[Stored records]
▬▬▬

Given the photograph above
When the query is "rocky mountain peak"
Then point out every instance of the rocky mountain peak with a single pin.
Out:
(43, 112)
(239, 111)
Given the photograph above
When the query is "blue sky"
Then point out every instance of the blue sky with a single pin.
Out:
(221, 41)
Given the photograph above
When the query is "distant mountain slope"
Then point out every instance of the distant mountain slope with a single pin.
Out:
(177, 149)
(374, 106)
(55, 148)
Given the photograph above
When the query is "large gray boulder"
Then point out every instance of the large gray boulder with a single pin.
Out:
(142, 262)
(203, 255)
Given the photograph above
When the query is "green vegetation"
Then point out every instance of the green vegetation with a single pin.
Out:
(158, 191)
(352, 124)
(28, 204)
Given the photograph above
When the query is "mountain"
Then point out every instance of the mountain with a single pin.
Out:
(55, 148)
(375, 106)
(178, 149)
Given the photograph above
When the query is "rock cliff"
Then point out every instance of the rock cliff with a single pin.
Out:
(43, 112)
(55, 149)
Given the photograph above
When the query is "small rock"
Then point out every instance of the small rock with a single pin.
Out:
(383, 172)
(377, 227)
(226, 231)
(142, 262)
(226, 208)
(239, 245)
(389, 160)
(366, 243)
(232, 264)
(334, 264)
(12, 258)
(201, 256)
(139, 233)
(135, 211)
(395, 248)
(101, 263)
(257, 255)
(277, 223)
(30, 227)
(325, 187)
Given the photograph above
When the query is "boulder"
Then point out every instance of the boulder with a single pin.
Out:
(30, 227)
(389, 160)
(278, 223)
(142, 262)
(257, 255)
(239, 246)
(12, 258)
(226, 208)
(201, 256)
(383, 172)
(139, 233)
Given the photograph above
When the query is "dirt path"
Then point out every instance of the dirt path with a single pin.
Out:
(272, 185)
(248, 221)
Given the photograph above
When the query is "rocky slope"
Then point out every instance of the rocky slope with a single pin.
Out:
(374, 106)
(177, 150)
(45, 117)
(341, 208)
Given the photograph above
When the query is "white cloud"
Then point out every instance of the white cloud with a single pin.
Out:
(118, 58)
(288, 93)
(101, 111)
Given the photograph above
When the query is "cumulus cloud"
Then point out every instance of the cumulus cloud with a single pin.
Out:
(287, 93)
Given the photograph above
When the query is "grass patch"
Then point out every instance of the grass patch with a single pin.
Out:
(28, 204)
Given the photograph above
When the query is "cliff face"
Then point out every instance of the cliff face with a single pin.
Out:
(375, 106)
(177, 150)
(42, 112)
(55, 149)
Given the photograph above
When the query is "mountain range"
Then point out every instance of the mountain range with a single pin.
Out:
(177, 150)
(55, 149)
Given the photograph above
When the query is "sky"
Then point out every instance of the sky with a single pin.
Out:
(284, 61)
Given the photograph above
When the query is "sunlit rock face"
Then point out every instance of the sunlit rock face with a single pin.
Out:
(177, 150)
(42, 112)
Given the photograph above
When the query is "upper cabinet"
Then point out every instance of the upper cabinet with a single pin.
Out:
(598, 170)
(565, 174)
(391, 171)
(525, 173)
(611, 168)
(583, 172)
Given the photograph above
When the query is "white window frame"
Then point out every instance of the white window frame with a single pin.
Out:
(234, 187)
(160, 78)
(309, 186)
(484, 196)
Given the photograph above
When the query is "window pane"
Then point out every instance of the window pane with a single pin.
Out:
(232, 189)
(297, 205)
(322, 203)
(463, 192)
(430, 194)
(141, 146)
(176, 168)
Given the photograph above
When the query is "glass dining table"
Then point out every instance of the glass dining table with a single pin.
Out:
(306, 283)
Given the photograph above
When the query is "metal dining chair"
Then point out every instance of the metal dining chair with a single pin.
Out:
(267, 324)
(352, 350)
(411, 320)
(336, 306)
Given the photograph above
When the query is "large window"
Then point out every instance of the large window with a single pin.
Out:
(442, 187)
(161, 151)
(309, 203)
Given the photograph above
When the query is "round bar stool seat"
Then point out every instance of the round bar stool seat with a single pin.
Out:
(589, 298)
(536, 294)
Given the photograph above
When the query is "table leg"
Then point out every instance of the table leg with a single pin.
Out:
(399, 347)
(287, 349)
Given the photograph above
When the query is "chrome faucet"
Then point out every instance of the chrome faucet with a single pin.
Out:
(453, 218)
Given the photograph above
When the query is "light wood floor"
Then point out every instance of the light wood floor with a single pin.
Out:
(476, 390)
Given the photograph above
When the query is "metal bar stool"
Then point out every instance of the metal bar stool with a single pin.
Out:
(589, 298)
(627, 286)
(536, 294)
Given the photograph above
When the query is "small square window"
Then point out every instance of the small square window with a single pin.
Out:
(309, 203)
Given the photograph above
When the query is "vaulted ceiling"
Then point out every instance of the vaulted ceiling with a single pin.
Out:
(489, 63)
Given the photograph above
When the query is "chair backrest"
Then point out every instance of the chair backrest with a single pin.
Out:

▬▬▬

■ STATED EXERCISE
Your task is to transcribe the material exactly.

■ WORKED ANSWER
Given the photograph above
When the query is "rocky mountain peak"
Then point out every instance of the rocky mountain peak with a single pin.
Out:
(43, 112)
(239, 111)
Given the photograph above
When the query is "blue sky"
Then point out every instance of the blue sky with a single pin.
Out:
(221, 41)
Given the photograph above
When the query is "distant mountain slope"
Then point out every instance of the distant mountain slope with a single pin.
Out:
(177, 149)
(374, 106)
(55, 148)
Given the photograph above
When the query is "large gray boulder"
Then point out every instance of the large gray boulder with a single pin.
Out:
(142, 262)
(203, 255)
Given the photograph above
When the query is "green vegetation"
Then point out every instance of the green vegetation with a single pin.
Out:
(158, 191)
(352, 124)
(28, 204)
Given the photograph above
When the query is "mountain"
Then point out every instance of the mountain with a single pin.
Out:
(55, 148)
(375, 106)
(178, 149)
Given the photograph above
When the query is "rock cliff"
Then point out every instance of the rock cliff with a single pin.
Out:
(43, 112)
(55, 149)
Given the photograph above
When the query is "small rock"
Then point out every instance of the small rock with a single pin.
Out:
(383, 172)
(377, 227)
(226, 231)
(142, 262)
(226, 208)
(239, 245)
(389, 160)
(366, 243)
(232, 264)
(334, 264)
(12, 258)
(201, 256)
(139, 233)
(135, 211)
(395, 248)
(101, 263)
(257, 255)
(277, 223)
(30, 227)
(325, 187)
Given the photograph above
When the query is "boulder"
Then point out every instance of the boulder with a single pin.
Out:
(30, 227)
(389, 160)
(278, 223)
(142, 262)
(257, 255)
(239, 246)
(12, 258)
(226, 208)
(201, 256)
(383, 172)
(139, 233)
Given the photograph above
When the query is "dirt path"
Then point out every instance of the dirt path with a single pin.
Out:
(272, 185)
(248, 221)
Given the photograph above
When the query is "rocky slope"
Then point out every instance of the rocky slope with a single pin.
Out:
(374, 106)
(177, 150)
(45, 117)
(341, 208)
Given the photograph above
When the query is "white cloud"
Then point out every instance of the white cloud with a single pin.
Out:
(118, 58)
(288, 93)
(101, 111)
Given the photograph above
When the query is "cumulus cloud"
Then point out every instance of the cumulus cloud with a single pin.
Out:
(287, 93)
Given the photograph above
When the query is "grass patch"
Then point out every instance of the grass patch with a single pin.
Out:
(28, 204)
Given the photograph above
When the query is "cliff face"
Then point out every instance of the cliff face with a single pin.
Out:
(375, 106)
(177, 150)
(42, 112)
(55, 149)
Given the photograph above
When the query is "mountain range"
Then point out every instance of the mountain range with a single pin.
Out:
(177, 150)
(55, 149)
Given the photograph above
When the query is "sky"
Then point out every instance of the sky with a single pin.
Out:
(284, 61)
Given the photograph above
When the query is "sunlit rock face"
Then point out every instance of the sunlit rock face with a single pin.
Out:
(177, 150)
(42, 112)
Given the photograph above
When the query is "upper cabinet"
Then point out every instance of the upper cabinet with a single pin.
Out:
(598, 170)
(565, 174)
(391, 171)
(525, 173)
(611, 168)
(583, 172)
Given the photograph above
When the query is "white window frame"
Then point out every instance of the white window frame with a single pin.
Out:
(234, 187)
(160, 78)
(309, 186)
(484, 196)
Given the photograph above
When the query is "window pane"
Then point out every instance of the window pane with a single pin.
Out:
(232, 189)
(297, 205)
(322, 203)
(463, 192)
(430, 194)
(141, 146)
(176, 168)
Given the photograph above
When the query is "glass dining table"
Then point out every instance of the glass dining table with a single pin.
Out:
(306, 283)
Given the photograph above
When the query is "metal dining chair"
Then point out every instance of the metal dining chair with a single pin.
Out:
(267, 324)
(352, 350)
(411, 320)
(336, 306)
Given the photograph above
When the query is "large window"
Then point out every instance of the large window with a single pin.
Out:
(442, 187)
(161, 151)
(309, 203)
Given the photograph above
When the query is "round bar stool seat"
Then point out every instance of the round bar stool seat with a single pin.
Out:
(589, 298)
(536, 294)
Given the photograph above
When the query is "table leg"
Then point out every instance of the table leg with a single pin.
Out:
(399, 347)
(287, 349)
Given the photograph above
When the query is "chrome faucet"
Then point out every instance of the chrome faucet with a single pin.
Out:
(453, 218)
Given the photograph above
When the query is "light wood floor"
Then point out every instance of the light wood floor with a single pin.
Out:
(476, 390)
Given the photograph above
When the query is "metal bar stool"
Then point out every instance of the metal bar stool with a single pin.
Out:
(589, 298)
(627, 286)
(536, 294)
Given the photograph above
When the query is "small square window"
Then point out every instance of the small square window with a single pin.
Out:
(309, 203)
Given the photograph above
When the query is "vaulted ceiling"
Then point out every instance of the vaulted ceiling with a single pin.
Out:
(489, 63)
Given the photograph above
When the query is "chair backrest"
Then point out every instance of the chair backrest with a single pin.
Out:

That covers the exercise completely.